> [Estratto del documento]
★ ★ ★

Visto che Paolino ha risposto, Ausonio non può più rimproverargli il silenzio, ma non ribatte ai contenuti della lettera ricevuta, li sorvola per ritornare sulle sue rimostranze. In quest’ ultima epistola (23) si rammarica di non avere più argomenti in comune, di appartenere a due mondi diversi. Paolino non è più un cives romano, ma cristiano e i legami di parentela ereditati dai reciproci genitori - e quindi tenuti per devozione a rispettarli – sono ormai disonorati (v. 9). Paolino si sente legato proprio a quello (Martino) che sta distruggendo nella Gallia meridionale le tradizioni e gli antichi santuari (v. 239ss)!

Ausonio avvertiva la morte del suo mondo e soffriva nel doverla attribuire anche al suo ex pupillo. Il monachesimo era l’aspetto più avversato dai tradizionalisti romani, sia che fossero cristiani moderati sia che fossero rimasti paganeggianti. L’otium era diventato lo spazio di meditazione sulle scritture, l’impegno politico si era riversato sulla gestione di diocesi o episcopati, il rispetto del mos maiorum era ormai cura per la tradizione ecclesiastica.

Monaco e prete per acclamazione popolare

Gerolamo nel 394 risponde dal monastero di Betlemme a una richiesta (persa) di Paolino per consigli di studio scritturale, da cristiano che vuole farsi monaco. Fino a quel momento non si conoscevano. Perché Paolino si rivolge anche a lui? Intorno a questo silenzio c’è in realtà l’impronta del periodo romano e degli ambienti che aveva frequentato quando era senatore, per esempio la domus di Pammachio (340-409), senatore cristiano, marito di Paolina, la figlia di quella Paola che aveva seguito a Betlemme Gerolamo.

Paolino non aveva conosciuto Gerolamo, che era arrivato solo nel 382 a Roma ospite nella casa della nobile Marcella sull’Aventino, ma aveva conosciuto senz’altro Marcella e Paola, un’altra nobile vedova che nel 379 si era unita a Marcella. Erano appunto gli anni in cui Paolino era a Roma e frequentava in senato Pammachio. Quando Gerolamo alla morte di papa Damaso – di cui era segretario – decise di lasciare Roma per andare in Terrasanta, Paola e la figlia Eustochio decisero di seguirlo. Tutte queste donne erano di alto rango, elevata cultura, traduttrici dal greco e dall’ebraico, assistenti molto attive dell’intensa attività letteraria di Gerolamo.

★ ★ ★

(Record estratti)
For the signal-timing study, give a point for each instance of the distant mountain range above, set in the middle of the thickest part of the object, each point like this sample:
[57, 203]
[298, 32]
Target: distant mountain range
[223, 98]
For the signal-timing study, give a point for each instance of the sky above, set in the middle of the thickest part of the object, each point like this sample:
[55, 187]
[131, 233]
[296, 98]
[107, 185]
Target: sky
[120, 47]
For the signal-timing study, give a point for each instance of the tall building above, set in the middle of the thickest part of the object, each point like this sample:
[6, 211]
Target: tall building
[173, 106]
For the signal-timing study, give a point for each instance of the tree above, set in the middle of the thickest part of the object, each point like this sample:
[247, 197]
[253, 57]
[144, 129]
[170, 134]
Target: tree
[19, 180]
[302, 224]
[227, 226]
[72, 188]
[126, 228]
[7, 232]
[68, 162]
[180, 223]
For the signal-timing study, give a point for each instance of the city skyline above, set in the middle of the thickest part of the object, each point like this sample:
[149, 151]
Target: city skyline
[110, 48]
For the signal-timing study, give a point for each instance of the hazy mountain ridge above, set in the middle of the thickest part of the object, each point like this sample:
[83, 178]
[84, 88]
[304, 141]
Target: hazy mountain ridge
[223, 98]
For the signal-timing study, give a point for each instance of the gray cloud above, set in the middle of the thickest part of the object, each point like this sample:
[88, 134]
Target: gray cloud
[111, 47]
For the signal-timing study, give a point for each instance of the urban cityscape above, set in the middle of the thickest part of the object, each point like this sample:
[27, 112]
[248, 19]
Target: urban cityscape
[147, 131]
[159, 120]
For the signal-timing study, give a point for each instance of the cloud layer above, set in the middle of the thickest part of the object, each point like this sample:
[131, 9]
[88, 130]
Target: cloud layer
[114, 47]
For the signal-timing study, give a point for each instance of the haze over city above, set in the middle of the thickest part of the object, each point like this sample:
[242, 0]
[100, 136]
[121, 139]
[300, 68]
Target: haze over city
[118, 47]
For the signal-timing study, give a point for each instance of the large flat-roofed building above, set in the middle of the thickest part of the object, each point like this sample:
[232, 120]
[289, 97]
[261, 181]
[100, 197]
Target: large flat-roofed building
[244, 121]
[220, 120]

★ ★ ★

> [Consegna 1]
Elenca tutte le donne chiamate per nome nel brano su Paolino.
> [Consegna 2]
Ricopia il brano su Paolino tra "Monaco e prete" e "a Betlemme Gerolamo.", estremi inclusi.
> [Consegna 3]
Continua il brano su Paolino dopo l'ultima frase riportata.
L'elenco non serve per svolgere l'esercizio.

> [Soluzione 1]
Paolina, Paola, Marcella, Eustochio

> [Soluzione 2]
Monaco e prete per acclamazione popolare

Gerolamo nel 394 risponde dal monastero di Betlemme a una richiesta (persa) di Paolino per consigli di studio scritturale, da cristiano che vuole farsi monaco. Fino a quel momento non si conoscevano. Perché Paolino si rivolge anche a lui? Intorno a questo silenzio c’è in realtà l’impronta del periodo romano e degli ambienti che aveva frequentato quando era senatore, per esempio la domus di Pammachio (340-409), senatore cristiano, marito di Paolina, la figlia di quella Paola che aveva seguito a Betlemme Gerolamo.

> [Soluzione 3]
Pammachio era in contatto epistolare con la suocera e Gerolamo, con cui discuteva di questioni teologiche, cercando di ammorbidire la sua posizione contro Gioviniano. Si può considerare Pammachio il tramite dell’inizio epistolare tra Paolino e Gerolamo? Fu ancora lui a indirizzare Paolino verso i vescovi del nord Africa? Pammachio aveva numerose proprietà in Numidia ed era in contatto con quei vescovi, gli stessi ai quali si rivolgerà senza conoscerli Paolino. Quanto ad esempio, dopo la morte di parto nel 387 della moglie, si era fatto monaco e insieme a Fabiola, anch’essa appartenente alla cerchia di Marcella e Gerolamo, aveva fondato lo xenodochio di Porto, presso la foce del Tevere, destinato ad ospitare gratuitamente i pellegrini poveri e i malati. Era l’interlocutore perfetto per Paolino, che voleva fare la stessa cosa con Terasia a Cimitile.

Gerolamo gli risponde (Ep. 53) a Barcellona per esortarlo a studiare la Scrittura con metodo e sotto una sicura direzione, senza cedere a tentazioni poetiche nell’affrontare il simbolismo nella Bibbia. Per far ciò, lo invita a Betlemme (Ep. 53, 10-11), rinunciando ai beni temporali anche a discapito del guadagno: “Nemo renuntiaturus saeculo bene potest vendere, quae comtempsit, ut venderet (...) si habes in potestate rem tuam, vende; si non habe, proice”.[31]

Paolino sembra averlo preso alla lettera, perché fece pubblica rinuncia ai suoi beni e dichiarazione di vita monastica (anche Therasia?). Pochi mesi dopo, la notte di Natale 394, Paolino venne consacrato presbyter dal vescovo Lampio di Barcellona. Paolino informa l’amico Sulpicio Severo di essere diventato prete e di aver preso finalmente la decisione di partire per l’Italia appena dopo Pasqua (25 marzo)[32], per cui lo invitava a Barcellona per gli ultimi saluti. Scrive ad Amando di Bordeaux (Ep. 2) per informarlo e confermarlo come sua guida spirituale.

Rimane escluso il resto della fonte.